RECORDS TO PROCESS:
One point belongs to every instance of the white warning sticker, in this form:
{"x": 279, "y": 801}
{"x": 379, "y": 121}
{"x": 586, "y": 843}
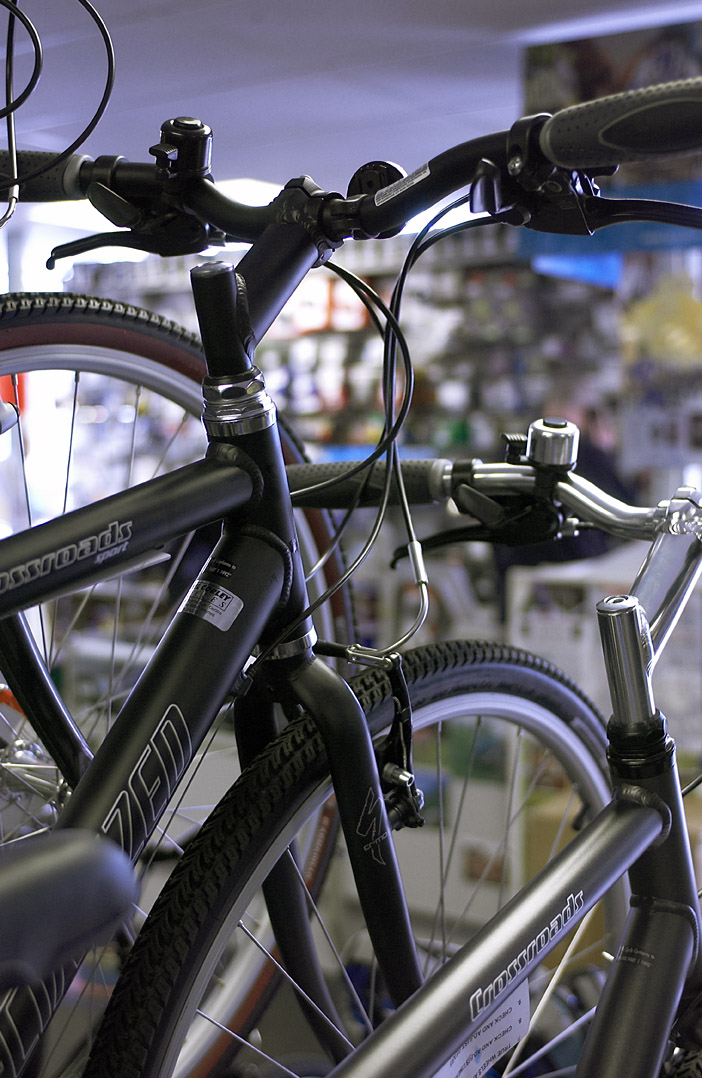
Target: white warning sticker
{"x": 212, "y": 604}
{"x": 498, "y": 1035}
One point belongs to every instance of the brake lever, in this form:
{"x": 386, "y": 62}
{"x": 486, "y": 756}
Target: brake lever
{"x": 181, "y": 235}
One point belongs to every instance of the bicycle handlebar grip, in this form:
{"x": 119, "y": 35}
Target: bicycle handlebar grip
{"x": 635, "y": 125}
{"x": 58, "y": 183}
{"x": 426, "y": 482}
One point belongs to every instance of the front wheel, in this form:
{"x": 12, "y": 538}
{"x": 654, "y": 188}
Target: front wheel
{"x": 510, "y": 757}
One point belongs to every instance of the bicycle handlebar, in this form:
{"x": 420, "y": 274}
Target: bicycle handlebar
{"x": 434, "y": 481}
{"x": 633, "y": 125}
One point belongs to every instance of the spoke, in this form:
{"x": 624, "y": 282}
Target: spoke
{"x": 290, "y": 980}
{"x": 552, "y": 985}
{"x": 334, "y": 951}
{"x": 246, "y": 1044}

JOB:
Rewrite all the rows above as a numbered list, one line per item, with blank lines dropped and the pictures left out.

ANSWER IN FULL:
1. One point belongs to every instance of the white warning sticker, in this form:
2. {"x": 279, "y": 801}
3. {"x": 379, "y": 121}
4. {"x": 586, "y": 843}
5. Target: white warning sticker
6. {"x": 212, "y": 604}
7. {"x": 498, "y": 1035}
8. One point belongs to every instance of the brake lever, in this form:
9. {"x": 386, "y": 62}
10. {"x": 486, "y": 756}
11. Target: brake lever
12. {"x": 181, "y": 235}
13. One point belongs to every instance of the bicycle handlebar grip, in this form:
14. {"x": 119, "y": 35}
15. Target: bicycle handlebar grip
16. {"x": 635, "y": 125}
17. {"x": 58, "y": 183}
18. {"x": 426, "y": 482}
19. One point belongs to every instance of the front wheel, in this form:
20. {"x": 12, "y": 538}
21. {"x": 654, "y": 188}
22. Target: front wheel
23. {"x": 510, "y": 757}
24. One point belongs to every instance of the bicycle handlebar, in this form:
25. {"x": 420, "y": 274}
26. Target: bicycle handlebar
27. {"x": 434, "y": 481}
28. {"x": 633, "y": 125}
29. One point belongs to every instance of the spoke, in this form:
30. {"x": 624, "y": 282}
31. Target: spoke
32. {"x": 290, "y": 980}
33. {"x": 552, "y": 985}
34. {"x": 334, "y": 951}
35. {"x": 246, "y": 1044}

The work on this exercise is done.